_Passage shown_:

Until a year ago, Charlotte was my therapist. I use the word “my” loosely, as I hadn't had a session with her for close to four years. But she was the person I sobbingly met with when I was 18 years old and in the throes of depression, and with whom I built a relationship—fluidly moving in and out of contact—over the following decade.
She was the first person to truly witness my pain, and what I gained from our relationship ultimately influenced me to pursue psychology and a helping profession.
Which is why I found it confusing that, when I got word that Charlotte had passed quickly from a stage four cancer diagnosis to her death, I didn't feel immediately sad. Like a movie montage, my mind went to all the harmonious things I knew to be true of Charlotte, and it brought a sure smile to my face.
She consistently pursued her passions.
In addition to being a busy therapist, Charlotte was a professor of transpersonal psychology, a supervisor, a co-owner of a goat herd (yup), a student of spirituality, and above all a mother and grandmother—both in the flesh and as archetype.
She could readily share knowledge of everything from biopsychology to enneagram personality types to dream analysis, and she did so with energy. Her bookshelves were sky high and their contents were not for show. She did the work that helped her do the work and you could feel that in her presence.

_Recorded data_:
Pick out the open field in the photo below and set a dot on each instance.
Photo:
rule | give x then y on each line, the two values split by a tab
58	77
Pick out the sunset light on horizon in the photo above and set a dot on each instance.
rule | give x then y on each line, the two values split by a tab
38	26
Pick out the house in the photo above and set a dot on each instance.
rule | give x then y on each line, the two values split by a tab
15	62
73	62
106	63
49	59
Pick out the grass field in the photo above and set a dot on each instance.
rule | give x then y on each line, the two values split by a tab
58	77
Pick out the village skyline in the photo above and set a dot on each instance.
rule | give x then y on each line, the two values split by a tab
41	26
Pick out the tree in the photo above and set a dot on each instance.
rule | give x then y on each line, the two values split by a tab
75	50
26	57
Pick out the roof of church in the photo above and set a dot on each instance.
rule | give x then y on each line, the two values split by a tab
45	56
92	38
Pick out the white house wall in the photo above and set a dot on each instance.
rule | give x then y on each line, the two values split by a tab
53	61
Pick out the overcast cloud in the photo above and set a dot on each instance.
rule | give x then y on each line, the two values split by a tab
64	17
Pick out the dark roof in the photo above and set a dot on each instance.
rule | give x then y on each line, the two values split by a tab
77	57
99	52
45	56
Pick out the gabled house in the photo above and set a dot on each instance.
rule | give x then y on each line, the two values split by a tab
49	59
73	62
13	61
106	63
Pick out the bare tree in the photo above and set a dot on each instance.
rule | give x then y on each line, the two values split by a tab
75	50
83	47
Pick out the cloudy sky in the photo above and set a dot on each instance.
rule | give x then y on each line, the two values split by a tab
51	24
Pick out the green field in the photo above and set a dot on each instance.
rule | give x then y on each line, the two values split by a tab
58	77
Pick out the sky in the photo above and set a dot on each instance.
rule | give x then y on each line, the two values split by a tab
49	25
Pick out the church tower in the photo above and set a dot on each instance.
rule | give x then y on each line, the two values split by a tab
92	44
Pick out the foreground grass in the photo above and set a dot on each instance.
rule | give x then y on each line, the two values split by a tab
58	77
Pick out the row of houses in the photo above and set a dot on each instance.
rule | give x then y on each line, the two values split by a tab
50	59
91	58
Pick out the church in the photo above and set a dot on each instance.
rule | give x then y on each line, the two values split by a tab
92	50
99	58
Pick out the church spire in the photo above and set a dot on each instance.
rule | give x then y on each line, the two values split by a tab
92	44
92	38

_Tasks to perform_:
1. Set down the passage about Charlotte between "Which is why" and "and as archetype.", inclusive.
2. In the passage about Charlotte, what kind of psychology did Charlotte teach as a professor?
Nothing in the listing is needed for this work.

_Answers provided_:
1.
Which is why I found it confusing that, when I got word that Charlotte had passed quickly from a stage four cancer diagnosis to her death, I didn't feel immediately sad. Like a movie montage, my mind went to all the harmonious things I knew to be true of Charlotte, and it brought a sure smile to my face.
She consistently pursued her passions.
In addition to being a busy therapist, Charlotte was a professor of transpersonal psychology, a supervisor, a co-owner of a goat herd (yup), a student of spirituality, and above all a mother and grandmother—both in the flesh and as archetype.

2. Transpersonal psychology.